(Records from a dataset)
****************

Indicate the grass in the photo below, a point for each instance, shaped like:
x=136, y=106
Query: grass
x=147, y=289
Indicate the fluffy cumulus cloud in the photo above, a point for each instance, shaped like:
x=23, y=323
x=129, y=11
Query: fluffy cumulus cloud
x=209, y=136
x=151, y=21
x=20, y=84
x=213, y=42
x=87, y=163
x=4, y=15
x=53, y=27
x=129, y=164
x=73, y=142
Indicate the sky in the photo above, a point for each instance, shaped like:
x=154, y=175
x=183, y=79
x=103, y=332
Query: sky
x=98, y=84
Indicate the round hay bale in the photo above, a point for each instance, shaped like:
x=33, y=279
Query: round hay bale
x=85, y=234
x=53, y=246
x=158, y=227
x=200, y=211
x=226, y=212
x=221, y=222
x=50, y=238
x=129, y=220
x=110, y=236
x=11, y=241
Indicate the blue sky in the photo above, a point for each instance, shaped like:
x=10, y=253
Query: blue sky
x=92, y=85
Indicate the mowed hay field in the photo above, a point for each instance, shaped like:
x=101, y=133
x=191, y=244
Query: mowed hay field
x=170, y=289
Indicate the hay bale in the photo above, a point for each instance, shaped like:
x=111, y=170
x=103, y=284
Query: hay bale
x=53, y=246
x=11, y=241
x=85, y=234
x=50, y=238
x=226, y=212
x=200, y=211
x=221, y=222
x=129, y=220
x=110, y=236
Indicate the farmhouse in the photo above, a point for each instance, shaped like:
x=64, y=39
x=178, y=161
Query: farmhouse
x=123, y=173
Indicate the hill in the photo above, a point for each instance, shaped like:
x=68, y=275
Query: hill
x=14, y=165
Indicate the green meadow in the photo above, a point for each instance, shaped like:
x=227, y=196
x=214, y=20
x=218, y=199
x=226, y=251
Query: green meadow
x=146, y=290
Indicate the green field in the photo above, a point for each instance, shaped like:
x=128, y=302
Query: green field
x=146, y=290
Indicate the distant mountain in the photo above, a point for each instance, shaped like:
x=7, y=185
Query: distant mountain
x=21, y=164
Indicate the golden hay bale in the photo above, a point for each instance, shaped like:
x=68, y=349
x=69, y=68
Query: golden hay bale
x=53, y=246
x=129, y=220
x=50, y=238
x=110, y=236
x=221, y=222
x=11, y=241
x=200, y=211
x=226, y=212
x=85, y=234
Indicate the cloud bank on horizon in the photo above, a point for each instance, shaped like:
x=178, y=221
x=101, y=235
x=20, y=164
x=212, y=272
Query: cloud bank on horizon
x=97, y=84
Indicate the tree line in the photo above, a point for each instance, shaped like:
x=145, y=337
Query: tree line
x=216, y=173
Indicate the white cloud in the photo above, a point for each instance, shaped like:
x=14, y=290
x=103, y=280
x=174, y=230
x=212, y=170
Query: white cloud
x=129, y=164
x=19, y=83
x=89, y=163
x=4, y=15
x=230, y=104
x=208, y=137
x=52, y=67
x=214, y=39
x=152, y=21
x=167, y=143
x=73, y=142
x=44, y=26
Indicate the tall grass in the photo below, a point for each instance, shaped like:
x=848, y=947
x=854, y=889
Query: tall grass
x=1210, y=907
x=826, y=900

****************

Write the entries above out again, verbatim.

Indicate the grass in the photo below, a point for each instance, shaped like:
x=136, y=106
Query: grass
x=147, y=289
Indicate the fluffy cumulus cloud in the photo above, a point for each instance, shaped like:
x=23, y=323
x=129, y=11
Query: fluffy cumulus cloud
x=209, y=136
x=151, y=21
x=20, y=84
x=213, y=42
x=87, y=163
x=4, y=15
x=53, y=27
x=129, y=164
x=73, y=142
Indicate the sky in the photo above, a point for each instance, shaped like:
x=154, y=175
x=183, y=79
x=103, y=332
Query: sky
x=98, y=84
Indicate the round hay bale in the photo above, a point for each instance, shaped like:
x=33, y=279
Query: round hay bale
x=85, y=234
x=53, y=246
x=158, y=227
x=200, y=211
x=226, y=212
x=221, y=222
x=50, y=238
x=129, y=220
x=110, y=236
x=11, y=241
Indicate the blue sky in the photo above, a point for each instance, shaped like:
x=10, y=253
Query: blue sky
x=92, y=85
Indicate the mowed hay field in the photo above, a point for each instance, shaped like:
x=101, y=133
x=191, y=244
Query: mowed hay field
x=170, y=289
Indicate the hay bale in the photo above, a point for each instance, shaped like:
x=111, y=170
x=103, y=284
Query: hay bale
x=53, y=246
x=11, y=241
x=85, y=234
x=50, y=238
x=226, y=212
x=200, y=211
x=221, y=222
x=129, y=220
x=110, y=236
Indicate the farmhouse in the photo above, a point for each instance, shaped like:
x=64, y=39
x=178, y=161
Query: farmhouse
x=123, y=173
Indicate the hill in the photo above, a point for each instance, shaped like:
x=68, y=275
Query: hill
x=14, y=165
Indicate the green meadow in the photo above, a point for each instance, shaped like:
x=227, y=196
x=214, y=20
x=218, y=199
x=226, y=251
Query: green meadow
x=146, y=290
Indicate the green field in the photo above, a point for each instance, shaped like:
x=128, y=302
Query: green field
x=146, y=290
Indicate the distant mountain in the photo above, a point for each instance, shaped like:
x=7, y=185
Query: distant mountain
x=21, y=164
Indicate the golden hay bale in the photo above, a point for each instance, shaped like:
x=68, y=349
x=69, y=68
Query: golden hay bale
x=53, y=246
x=129, y=220
x=50, y=238
x=110, y=236
x=221, y=222
x=11, y=241
x=200, y=211
x=226, y=212
x=85, y=234
Indicate the cloud bank on horizon in the photo above, a point for each instance, shaped like:
x=178, y=221
x=101, y=235
x=20, y=164
x=212, y=272
Query: cloud bank on horizon
x=97, y=84
Indicate the tree line in the photo above, a point for each instance, shaped like:
x=145, y=337
Query: tree line
x=216, y=173
Indicate the white cloud in the photo above, a point for each instance, shaped like:
x=14, y=290
x=103, y=280
x=174, y=230
x=212, y=170
Query: white cloud
x=129, y=164
x=19, y=83
x=89, y=163
x=4, y=15
x=230, y=104
x=208, y=137
x=52, y=67
x=214, y=39
x=152, y=21
x=167, y=143
x=73, y=142
x=44, y=26
Indicate the tall grass in the photo below, a point for each instance, shaped like:
x=848, y=947
x=854, y=889
Query: tall grass
x=1210, y=907
x=826, y=900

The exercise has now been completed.